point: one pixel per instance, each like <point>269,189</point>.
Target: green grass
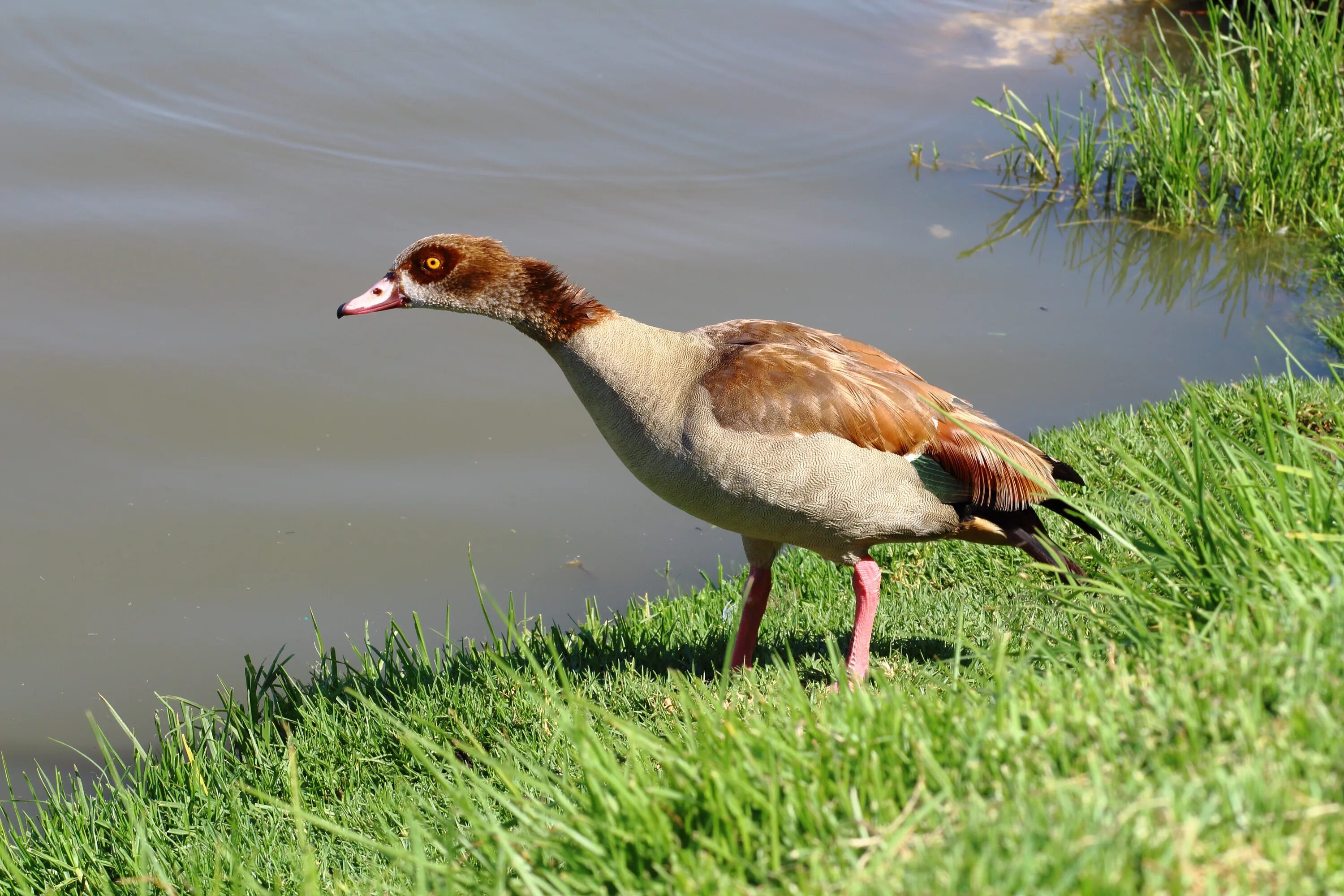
<point>1172,724</point>
<point>1238,121</point>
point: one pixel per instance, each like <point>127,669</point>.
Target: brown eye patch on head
<point>432,264</point>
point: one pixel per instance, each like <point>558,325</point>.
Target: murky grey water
<point>195,452</point>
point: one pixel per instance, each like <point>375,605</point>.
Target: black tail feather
<point>1025,530</point>
<point>1065,473</point>
<point>1072,513</point>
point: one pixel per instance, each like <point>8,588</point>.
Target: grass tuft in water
<point>1241,120</point>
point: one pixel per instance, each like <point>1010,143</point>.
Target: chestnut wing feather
<point>783,381</point>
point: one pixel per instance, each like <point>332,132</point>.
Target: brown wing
<point>783,379</point>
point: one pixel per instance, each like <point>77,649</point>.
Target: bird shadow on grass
<point>810,653</point>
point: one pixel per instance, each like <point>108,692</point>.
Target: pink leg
<point>754,595</point>
<point>867,583</point>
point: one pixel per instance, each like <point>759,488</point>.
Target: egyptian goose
<point>777,432</point>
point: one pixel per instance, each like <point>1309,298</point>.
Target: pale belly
<point>819,492</point>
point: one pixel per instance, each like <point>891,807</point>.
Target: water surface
<point>197,453</point>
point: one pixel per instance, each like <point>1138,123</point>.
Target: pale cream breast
<point>642,388</point>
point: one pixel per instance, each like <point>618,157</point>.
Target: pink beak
<point>383,295</point>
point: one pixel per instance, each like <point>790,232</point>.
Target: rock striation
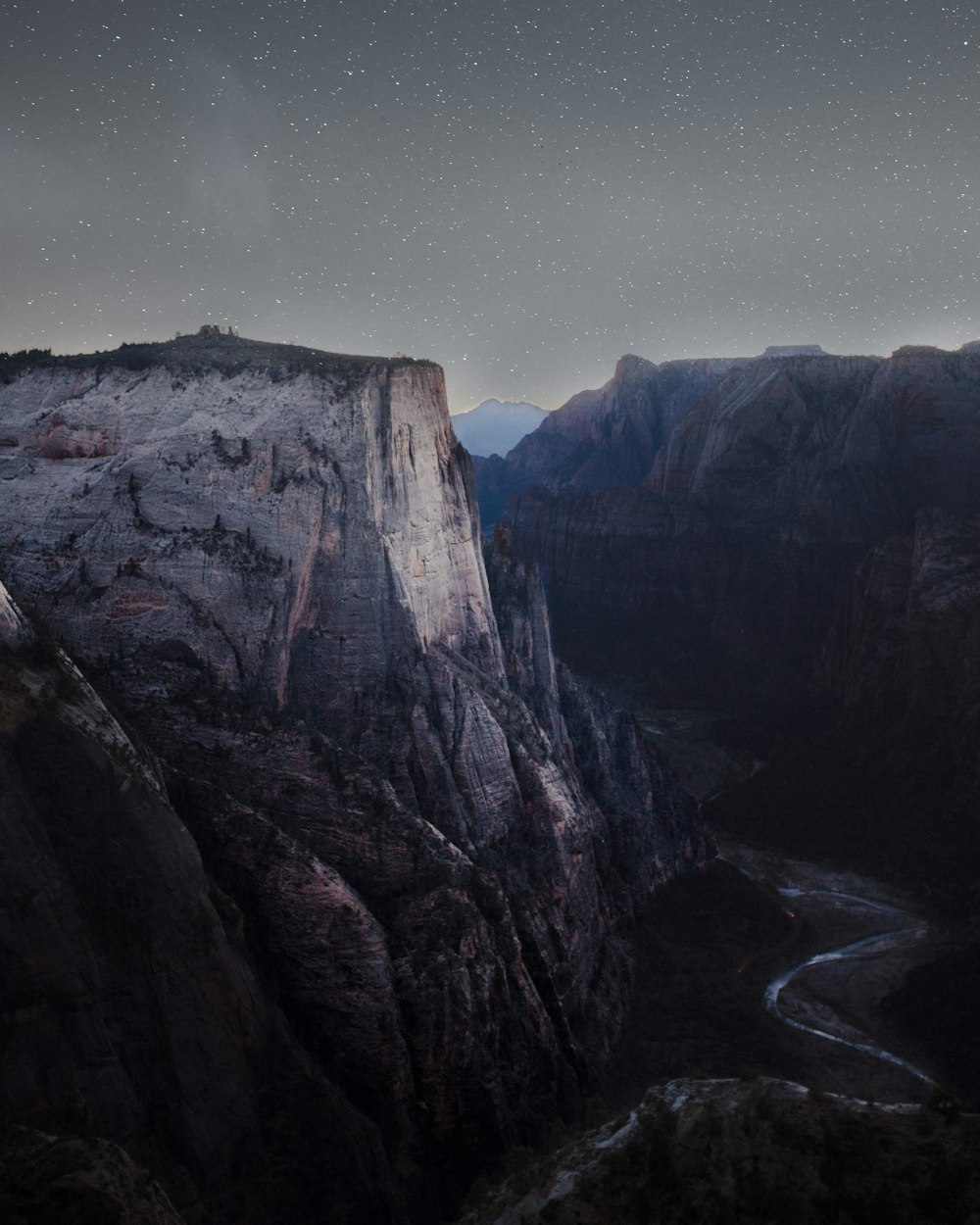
<point>495,426</point>
<point>802,552</point>
<point>424,834</point>
<point>751,1151</point>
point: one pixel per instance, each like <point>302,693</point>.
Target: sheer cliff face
<point>272,530</point>
<point>130,1007</point>
<point>270,558</point>
<point>735,553</point>
<point>601,439</point>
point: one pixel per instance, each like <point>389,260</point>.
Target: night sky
<point>519,191</point>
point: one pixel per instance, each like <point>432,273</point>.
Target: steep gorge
<point>422,836</point>
<point>800,553</point>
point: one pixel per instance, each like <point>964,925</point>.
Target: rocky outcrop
<point>272,564</point>
<point>602,439</point>
<point>749,1152</point>
<point>803,553</point>
<point>494,427</point>
<point>130,1005</point>
<point>76,1182</point>
<point>731,564</point>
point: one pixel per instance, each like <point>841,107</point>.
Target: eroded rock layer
<point>427,832</point>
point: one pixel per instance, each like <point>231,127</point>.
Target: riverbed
<point>862,939</point>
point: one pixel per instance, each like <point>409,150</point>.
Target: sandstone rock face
<point>803,552</point>
<point>130,1005</point>
<point>606,437</point>
<point>430,834</point>
<point>736,557</point>
<point>49,1177</point>
<point>748,1152</point>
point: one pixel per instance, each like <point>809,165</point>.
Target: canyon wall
<point>802,554</point>
<point>427,833</point>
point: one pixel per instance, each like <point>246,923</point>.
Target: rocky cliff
<point>753,1152</point>
<point>601,439</point>
<point>734,555</point>
<point>429,833</point>
<point>803,552</point>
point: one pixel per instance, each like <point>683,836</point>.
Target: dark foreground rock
<point>419,838</point>
<point>754,1152</point>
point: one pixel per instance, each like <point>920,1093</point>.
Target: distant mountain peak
<point>795,351</point>
<point>496,426</point>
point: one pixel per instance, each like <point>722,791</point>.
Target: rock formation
<point>803,550</point>
<point>422,836</point>
<point>599,439</point>
<point>495,427</point>
<point>745,1152</point>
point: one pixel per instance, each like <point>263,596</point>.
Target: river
<point>882,936</point>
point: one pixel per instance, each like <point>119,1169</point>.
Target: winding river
<point>867,946</point>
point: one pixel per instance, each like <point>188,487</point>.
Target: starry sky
<point>519,190</point>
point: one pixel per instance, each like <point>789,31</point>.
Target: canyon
<point>798,554</point>
<point>322,863</point>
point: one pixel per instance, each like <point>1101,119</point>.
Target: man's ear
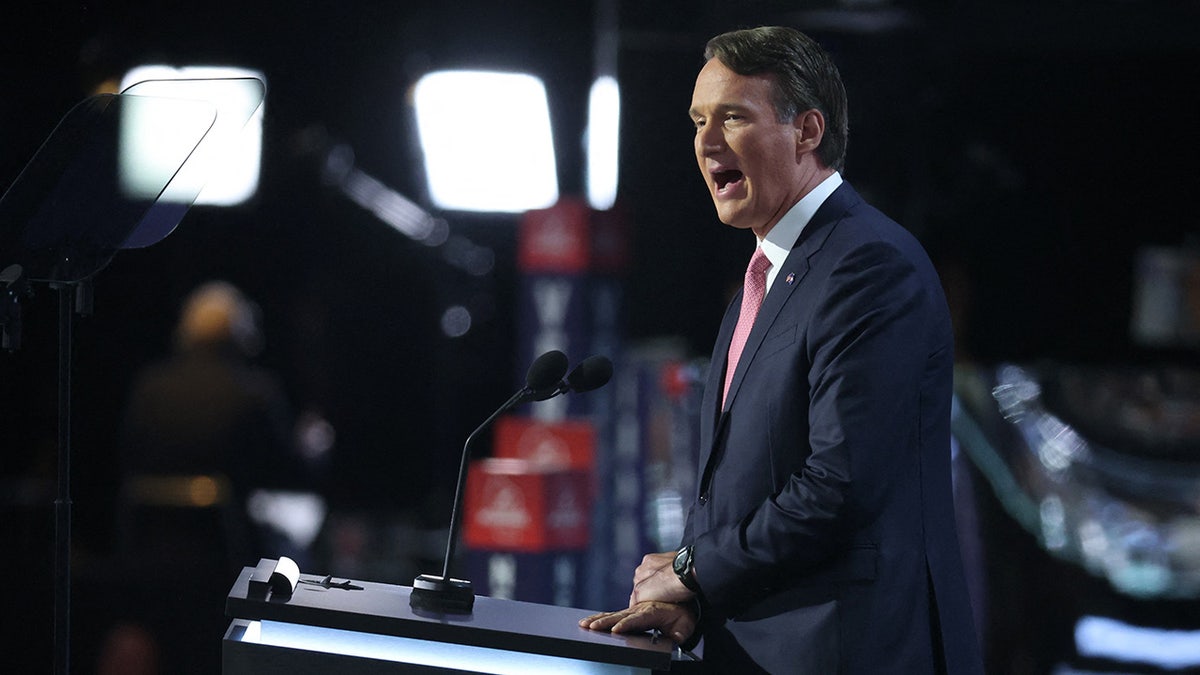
<point>809,131</point>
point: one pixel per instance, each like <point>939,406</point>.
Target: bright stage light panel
<point>604,132</point>
<point>486,139</point>
<point>229,173</point>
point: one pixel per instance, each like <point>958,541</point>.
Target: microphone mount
<point>456,596</point>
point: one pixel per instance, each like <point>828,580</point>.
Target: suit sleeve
<point>858,364</point>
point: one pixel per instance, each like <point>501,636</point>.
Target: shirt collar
<point>779,242</point>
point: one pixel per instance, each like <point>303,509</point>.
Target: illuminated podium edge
<point>510,626</point>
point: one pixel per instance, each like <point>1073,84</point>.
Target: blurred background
<point>1044,153</point>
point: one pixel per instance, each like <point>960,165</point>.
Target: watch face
<point>681,562</point>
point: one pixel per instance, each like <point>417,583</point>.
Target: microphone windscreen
<point>592,374</point>
<point>546,370</point>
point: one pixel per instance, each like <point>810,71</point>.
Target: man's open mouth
<point>723,179</point>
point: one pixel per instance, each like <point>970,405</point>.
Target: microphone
<point>591,374</point>
<point>447,595</point>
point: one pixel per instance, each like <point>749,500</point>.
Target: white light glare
<point>604,133</point>
<point>1098,637</point>
<point>231,174</point>
<point>487,141</point>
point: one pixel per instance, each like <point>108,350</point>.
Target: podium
<point>370,628</point>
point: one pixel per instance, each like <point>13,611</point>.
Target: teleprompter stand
<point>91,190</point>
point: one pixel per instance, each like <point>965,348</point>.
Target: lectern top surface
<point>498,623</point>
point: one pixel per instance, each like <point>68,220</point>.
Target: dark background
<point>1036,144</point>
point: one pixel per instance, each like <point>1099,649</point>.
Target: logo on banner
<point>504,508</point>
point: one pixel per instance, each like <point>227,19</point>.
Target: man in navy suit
<point>821,538</point>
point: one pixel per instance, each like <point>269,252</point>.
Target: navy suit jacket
<point>823,524</point>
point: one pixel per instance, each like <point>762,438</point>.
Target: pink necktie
<point>754,288</point>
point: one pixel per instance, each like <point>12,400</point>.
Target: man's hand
<point>676,621</point>
<point>655,580</point>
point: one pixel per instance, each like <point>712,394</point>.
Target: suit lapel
<point>712,418</point>
<point>790,278</point>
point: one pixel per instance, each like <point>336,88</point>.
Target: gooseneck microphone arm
<point>443,593</point>
<point>455,518</point>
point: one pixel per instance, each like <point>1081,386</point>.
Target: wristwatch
<point>685,571</point>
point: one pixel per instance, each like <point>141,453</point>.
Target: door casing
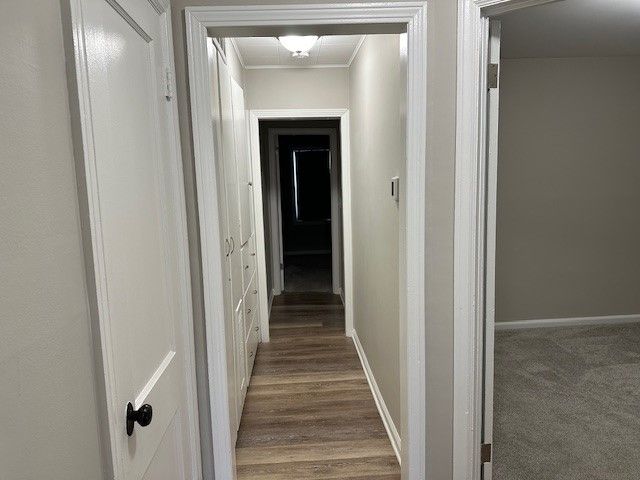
<point>340,17</point>
<point>470,227</point>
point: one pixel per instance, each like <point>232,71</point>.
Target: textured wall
<point>297,88</point>
<point>440,138</point>
<point>47,393</point>
<point>376,84</point>
<point>568,196</point>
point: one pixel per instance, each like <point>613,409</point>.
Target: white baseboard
<point>392,431</point>
<point>568,322</point>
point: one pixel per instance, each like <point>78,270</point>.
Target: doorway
<point>551,163</point>
<point>303,204</point>
<point>411,18</point>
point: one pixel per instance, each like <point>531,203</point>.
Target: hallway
<point>309,412</point>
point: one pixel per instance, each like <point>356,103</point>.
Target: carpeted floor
<point>567,404</point>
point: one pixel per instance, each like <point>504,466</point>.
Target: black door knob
<point>143,416</point>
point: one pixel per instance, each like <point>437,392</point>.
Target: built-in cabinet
<point>235,197</point>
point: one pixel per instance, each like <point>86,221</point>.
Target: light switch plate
<point>395,189</point>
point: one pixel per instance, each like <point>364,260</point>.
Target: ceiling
<point>267,52</point>
<point>573,28</point>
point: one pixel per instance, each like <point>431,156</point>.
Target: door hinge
<point>485,453</point>
<point>492,75</point>
<point>168,91</point>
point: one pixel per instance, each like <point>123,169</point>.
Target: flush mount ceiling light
<point>299,46</point>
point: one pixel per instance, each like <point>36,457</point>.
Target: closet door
<point>231,180</point>
<point>244,162</point>
<point>230,337</point>
<point>233,220</point>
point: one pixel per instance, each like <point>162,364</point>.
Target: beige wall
<point>377,154</point>
<point>297,88</point>
<point>56,318</point>
<point>569,170</point>
<point>440,139</point>
<point>48,420</point>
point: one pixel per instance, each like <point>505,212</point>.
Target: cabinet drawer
<point>251,305</point>
<point>248,262</point>
<point>251,347</point>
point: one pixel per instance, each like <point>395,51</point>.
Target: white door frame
<point>275,214</point>
<point>254,128</point>
<point>470,227</point>
<point>409,15</point>
<point>86,170</point>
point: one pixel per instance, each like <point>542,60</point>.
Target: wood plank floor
<point>309,413</point>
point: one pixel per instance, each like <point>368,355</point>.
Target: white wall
<point>48,426</point>
<point>297,88</point>
<point>568,188</point>
<point>440,141</point>
<point>376,85</point>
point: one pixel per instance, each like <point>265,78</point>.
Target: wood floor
<point>309,412</point>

■ Written task:
Transcribe the lines exactly, starting at the first line and ending at the line that contains "<point>777,432</point>", with both included. Omit the pictures.

■ Solved problem:
point: one pixel per instance, each like <point>269,189</point>.
Target: green grass
<point>1172,724</point>
<point>1238,121</point>
point: one pixel per instance, each like <point>127,669</point>.
Target: brown eye patch on head
<point>432,264</point>
point: one pixel per instance, each like <point>558,325</point>.
Target: murky grey water
<point>195,452</point>
point: one pixel per instance, each like <point>375,605</point>.
Target: black tail feather
<point>1025,530</point>
<point>1065,473</point>
<point>1072,513</point>
point: one pixel per instance, each like <point>8,588</point>.
Target: grass tuft in water
<point>1241,120</point>
point: one pixel per instance, each like <point>1010,143</point>.
Target: chestnut wing feather
<point>783,381</point>
point: one pixel per instance, each like <point>332,132</point>.
Target: brown wing
<point>783,379</point>
point: one pixel per instance, each like <point>77,649</point>.
Target: bird shadow on grass
<point>810,653</point>
point: one pixel per instance, each like <point>108,692</point>.
Target: pink leg
<point>754,595</point>
<point>867,583</point>
point: one pixel per instance, each like <point>759,488</point>.
Target: egyptian goose
<point>777,432</point>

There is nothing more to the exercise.